== WHAT YOU SHOULD DO ==
Show every line of the data below that contains the word "decorative".

== DATA TO PROCESS ==
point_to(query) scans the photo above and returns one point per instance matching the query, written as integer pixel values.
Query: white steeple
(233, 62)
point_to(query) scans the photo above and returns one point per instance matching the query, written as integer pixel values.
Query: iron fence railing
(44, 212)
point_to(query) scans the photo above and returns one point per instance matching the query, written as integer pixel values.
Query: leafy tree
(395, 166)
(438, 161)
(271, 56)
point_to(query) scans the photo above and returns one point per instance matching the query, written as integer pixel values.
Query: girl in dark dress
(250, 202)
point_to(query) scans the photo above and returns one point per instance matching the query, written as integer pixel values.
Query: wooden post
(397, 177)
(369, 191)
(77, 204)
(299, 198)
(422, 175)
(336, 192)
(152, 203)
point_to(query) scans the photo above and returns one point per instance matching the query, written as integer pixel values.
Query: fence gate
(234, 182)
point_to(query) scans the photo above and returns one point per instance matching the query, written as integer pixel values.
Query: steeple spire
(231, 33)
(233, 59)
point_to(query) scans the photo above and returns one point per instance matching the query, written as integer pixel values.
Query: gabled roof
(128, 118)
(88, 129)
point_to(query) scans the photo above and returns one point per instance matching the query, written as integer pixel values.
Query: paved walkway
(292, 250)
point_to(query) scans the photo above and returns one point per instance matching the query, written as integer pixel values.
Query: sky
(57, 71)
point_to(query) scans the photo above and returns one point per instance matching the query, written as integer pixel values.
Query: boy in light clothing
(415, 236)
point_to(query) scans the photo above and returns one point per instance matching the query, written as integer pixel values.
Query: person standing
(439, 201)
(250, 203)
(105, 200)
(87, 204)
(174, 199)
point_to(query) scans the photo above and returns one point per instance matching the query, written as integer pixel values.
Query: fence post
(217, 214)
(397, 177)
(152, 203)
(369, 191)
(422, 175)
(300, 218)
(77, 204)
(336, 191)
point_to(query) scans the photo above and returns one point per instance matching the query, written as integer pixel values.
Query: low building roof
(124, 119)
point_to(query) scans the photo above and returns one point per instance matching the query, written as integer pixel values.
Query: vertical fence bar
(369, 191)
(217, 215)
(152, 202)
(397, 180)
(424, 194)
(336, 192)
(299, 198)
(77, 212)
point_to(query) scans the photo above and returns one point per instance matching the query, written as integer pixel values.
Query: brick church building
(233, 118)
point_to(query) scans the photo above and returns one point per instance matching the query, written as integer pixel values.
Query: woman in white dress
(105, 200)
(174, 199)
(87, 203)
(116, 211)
...
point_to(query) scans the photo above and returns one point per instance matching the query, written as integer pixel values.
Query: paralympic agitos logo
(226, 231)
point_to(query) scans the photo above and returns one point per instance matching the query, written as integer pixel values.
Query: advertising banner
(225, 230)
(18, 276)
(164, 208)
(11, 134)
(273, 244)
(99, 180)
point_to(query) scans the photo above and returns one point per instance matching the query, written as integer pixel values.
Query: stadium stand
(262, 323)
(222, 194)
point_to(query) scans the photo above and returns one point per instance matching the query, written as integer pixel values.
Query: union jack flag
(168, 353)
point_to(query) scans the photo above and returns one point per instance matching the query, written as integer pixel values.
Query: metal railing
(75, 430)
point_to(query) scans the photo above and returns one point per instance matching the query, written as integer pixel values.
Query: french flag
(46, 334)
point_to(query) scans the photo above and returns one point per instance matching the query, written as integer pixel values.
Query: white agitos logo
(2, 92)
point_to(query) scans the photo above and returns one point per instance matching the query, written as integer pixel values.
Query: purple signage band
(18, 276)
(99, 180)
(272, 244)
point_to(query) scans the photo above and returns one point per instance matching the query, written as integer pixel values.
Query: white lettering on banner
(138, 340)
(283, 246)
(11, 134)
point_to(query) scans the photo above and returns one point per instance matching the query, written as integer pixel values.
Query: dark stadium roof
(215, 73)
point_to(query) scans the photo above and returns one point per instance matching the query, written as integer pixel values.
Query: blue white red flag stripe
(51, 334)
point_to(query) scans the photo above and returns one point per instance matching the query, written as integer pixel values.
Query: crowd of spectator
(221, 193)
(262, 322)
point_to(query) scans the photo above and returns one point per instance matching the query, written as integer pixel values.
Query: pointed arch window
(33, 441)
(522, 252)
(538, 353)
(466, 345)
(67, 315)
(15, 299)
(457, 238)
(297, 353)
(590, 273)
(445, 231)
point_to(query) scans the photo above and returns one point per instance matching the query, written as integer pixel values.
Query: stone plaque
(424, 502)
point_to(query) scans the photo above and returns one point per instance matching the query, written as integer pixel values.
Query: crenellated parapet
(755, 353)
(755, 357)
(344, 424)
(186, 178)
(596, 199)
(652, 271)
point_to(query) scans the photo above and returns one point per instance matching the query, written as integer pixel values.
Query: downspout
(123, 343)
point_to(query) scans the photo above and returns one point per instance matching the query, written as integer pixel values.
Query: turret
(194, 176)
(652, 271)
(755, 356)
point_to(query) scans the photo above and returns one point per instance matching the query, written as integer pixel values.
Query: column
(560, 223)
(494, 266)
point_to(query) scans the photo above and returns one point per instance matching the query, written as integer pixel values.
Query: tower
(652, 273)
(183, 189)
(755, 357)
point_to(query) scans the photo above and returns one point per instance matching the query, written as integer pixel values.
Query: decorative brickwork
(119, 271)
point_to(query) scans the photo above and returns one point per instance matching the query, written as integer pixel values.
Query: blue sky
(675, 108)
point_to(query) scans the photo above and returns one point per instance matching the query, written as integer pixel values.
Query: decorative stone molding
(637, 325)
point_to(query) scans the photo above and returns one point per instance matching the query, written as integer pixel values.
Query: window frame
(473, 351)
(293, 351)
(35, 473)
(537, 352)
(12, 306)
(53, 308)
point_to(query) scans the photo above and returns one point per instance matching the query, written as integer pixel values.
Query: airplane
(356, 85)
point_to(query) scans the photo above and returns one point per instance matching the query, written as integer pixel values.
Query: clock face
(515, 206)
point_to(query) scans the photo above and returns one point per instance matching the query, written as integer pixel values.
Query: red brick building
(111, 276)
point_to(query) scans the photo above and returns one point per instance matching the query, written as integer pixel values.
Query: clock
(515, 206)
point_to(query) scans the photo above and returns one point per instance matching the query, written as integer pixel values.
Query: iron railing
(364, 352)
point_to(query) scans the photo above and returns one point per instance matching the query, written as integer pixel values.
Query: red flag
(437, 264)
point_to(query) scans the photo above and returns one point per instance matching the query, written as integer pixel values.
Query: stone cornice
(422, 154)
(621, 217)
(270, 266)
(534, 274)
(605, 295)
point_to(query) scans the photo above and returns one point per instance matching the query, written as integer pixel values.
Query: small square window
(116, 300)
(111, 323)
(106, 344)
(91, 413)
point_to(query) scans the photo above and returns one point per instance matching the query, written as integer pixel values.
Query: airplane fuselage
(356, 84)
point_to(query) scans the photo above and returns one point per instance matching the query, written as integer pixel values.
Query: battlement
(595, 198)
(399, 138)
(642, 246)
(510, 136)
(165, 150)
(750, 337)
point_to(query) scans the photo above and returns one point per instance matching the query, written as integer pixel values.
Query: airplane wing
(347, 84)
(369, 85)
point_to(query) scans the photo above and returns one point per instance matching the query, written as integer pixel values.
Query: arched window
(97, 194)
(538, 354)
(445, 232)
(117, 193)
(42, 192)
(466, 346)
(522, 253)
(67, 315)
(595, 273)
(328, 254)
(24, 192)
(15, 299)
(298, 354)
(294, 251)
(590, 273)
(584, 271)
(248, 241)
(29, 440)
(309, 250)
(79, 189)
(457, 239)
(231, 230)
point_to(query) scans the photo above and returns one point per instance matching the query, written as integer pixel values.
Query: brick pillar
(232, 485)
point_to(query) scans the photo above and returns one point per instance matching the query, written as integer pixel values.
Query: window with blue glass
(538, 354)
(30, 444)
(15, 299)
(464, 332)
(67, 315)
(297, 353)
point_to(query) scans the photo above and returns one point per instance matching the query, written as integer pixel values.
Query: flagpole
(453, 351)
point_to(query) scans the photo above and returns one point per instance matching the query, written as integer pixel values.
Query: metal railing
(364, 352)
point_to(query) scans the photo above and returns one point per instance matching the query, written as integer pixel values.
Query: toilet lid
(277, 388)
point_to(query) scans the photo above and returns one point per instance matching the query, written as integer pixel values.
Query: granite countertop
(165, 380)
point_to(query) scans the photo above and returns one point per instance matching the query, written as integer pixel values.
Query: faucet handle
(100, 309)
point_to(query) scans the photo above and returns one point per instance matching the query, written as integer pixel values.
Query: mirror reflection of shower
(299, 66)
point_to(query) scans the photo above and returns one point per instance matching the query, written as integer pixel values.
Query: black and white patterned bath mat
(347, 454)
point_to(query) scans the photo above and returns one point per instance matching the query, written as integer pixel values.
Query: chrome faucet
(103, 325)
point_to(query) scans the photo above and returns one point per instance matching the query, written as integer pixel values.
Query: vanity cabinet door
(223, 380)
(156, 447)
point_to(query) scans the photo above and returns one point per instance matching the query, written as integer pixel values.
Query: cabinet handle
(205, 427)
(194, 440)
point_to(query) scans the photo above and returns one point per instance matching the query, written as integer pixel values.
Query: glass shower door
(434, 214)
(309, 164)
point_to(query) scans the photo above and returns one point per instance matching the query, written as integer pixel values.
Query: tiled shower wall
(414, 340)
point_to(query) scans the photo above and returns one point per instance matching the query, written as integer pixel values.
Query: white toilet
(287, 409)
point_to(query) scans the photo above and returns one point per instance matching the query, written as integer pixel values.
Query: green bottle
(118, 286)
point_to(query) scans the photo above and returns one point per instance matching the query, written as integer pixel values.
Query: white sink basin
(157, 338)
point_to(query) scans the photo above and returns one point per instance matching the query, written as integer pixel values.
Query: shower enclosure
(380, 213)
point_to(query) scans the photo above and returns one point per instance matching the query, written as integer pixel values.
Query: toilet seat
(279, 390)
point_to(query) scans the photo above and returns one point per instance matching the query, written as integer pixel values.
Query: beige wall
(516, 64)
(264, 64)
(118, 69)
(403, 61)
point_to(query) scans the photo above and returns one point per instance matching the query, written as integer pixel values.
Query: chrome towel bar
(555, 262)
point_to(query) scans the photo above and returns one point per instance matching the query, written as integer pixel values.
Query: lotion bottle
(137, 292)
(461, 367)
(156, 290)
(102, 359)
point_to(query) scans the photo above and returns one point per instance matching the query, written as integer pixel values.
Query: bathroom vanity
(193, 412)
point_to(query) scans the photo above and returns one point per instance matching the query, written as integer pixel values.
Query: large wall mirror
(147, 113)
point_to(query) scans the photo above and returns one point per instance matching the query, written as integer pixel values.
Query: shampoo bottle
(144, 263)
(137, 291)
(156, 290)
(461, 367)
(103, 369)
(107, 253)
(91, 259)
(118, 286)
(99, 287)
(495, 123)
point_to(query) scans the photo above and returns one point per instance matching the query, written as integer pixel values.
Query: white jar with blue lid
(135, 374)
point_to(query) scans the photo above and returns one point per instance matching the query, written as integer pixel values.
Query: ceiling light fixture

== RIGHT ANSWER ==
Query: decorative brickwork
Query: decorative stone molding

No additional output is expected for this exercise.